● DAFTAR TUGAS:
1) Menurut berita putusan MK tentang hak pilih, dokumen apa yang cukup ditunjukkan oleh pemilih yang tidak terdaftar agar dapat memberikan suara?
2) Teruskan berita putusan MK tentang hak pilih setelah kalimat terakhirnya.

● KUTIPAN DOKUMEN:
⁂
Tak ada lagi alasan menolak warga untuk memberikan hak suaranya dengan dalih tidak terdaftar pada saat gelaran pemilihan umum kepala daerah. Karena, Mahkamah Konstitusi menegaskan bahwa jika pemilih tidak terdaftar dan ingin memberikan suara, maka pemilih cukup menunjukkan Kartu Tanda Penduduk dan Kartu Keluarga yang masih berlaku sesuai dengan tempat memilihnya.
Hal itu ditegaskan oleh MK dalam Putusan No. 85/PUU-X/2012 perihal pengujian Pasal 69 ayat (1) Undang-Undang No. 12 Tahun 2008 tentang Perubahan Kedua Atas Undang-Undang No. 32 Tahun 2004 tetang Pemerintahan Daerah. “Pokok permohonan Para Pemohon beralasan menurut hukum untuk sebagian,” ujar Ketua MK Moh. Mahfud MD dalam sidang pembacaan putusan, Rabu (13/3) siang.
⁂
● ENTRI YANG DITAMPILKAN:
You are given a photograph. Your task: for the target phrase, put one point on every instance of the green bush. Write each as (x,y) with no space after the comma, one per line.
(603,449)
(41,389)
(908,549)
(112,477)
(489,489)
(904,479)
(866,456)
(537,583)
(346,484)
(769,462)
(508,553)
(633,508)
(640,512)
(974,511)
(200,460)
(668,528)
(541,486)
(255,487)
⁂
● HASIL:
1) Kartu Tanda Penduduk dan Kartu Keluarga yang masih berlaku sesuai dengan tempat memilihnya.

2)
Dalam putusannya, MK meyatakan Pasal 69 ayat (1) UU Pemda konstitusional sepanjang mencakup warga negara Indonesia yang tidak terdaftar dalam DPT, DPS, DPSHP, DPSHP Akhir, dan DP4 yang menunjukkan KTP dan Kartu Keluarga (KK). Kemudian, MK juga memberikan pedoman penggunaan KTP dan KK tersebut dengan cara sebagai berikut: pertama, menunjukkan KTP dan Kartu Keluarga (KK) yang masih berlaku atau nama sejenisnya; kedua, penggunaan hak pilih tersebut hanya dapat dilakukan di Tempat Pemungutan Suara (TPS) yang berada di RT/RW atau nama sejenisnya sesuai dengan alamat yang tertera di dalam KTP-nya; ketiga, sebelum menggunakan hak pilihnya, yang bersangkutan terlebih dahulu mendaftarkan diri pada KPPS setempat; dan keempat, pemberian suara dilakukan dalam waktu 1 (satu) jam sebelum selesainya pemungutan suara di TPS.
Sebelumnya MK merujuk pada dua putusan lainnya yakni Putusan No. 011-017/PUU-I/2003 dan Putusan No. 102/PUUVII/2009. Pada dua putusan ini MK menegaskan bahwa hak konstitusional warga negara untuk memilih dan dipilih (right to vote and right to be candidate) adalah hak yang dijamin oleh konstitusi, maka pembatasan penyimpangan, peniadaan dan penghapusan akan hak dimaksud merupakan pelanggaran terhadap hak asasi warga negara. Oleh karenannya, demi kepastian hukum dan terpenuhinya hak tersebut, maka ditegaskan bahwa KTP dan KK dapat digunakan sebagai dasar pemberian suara dalam Pemilu.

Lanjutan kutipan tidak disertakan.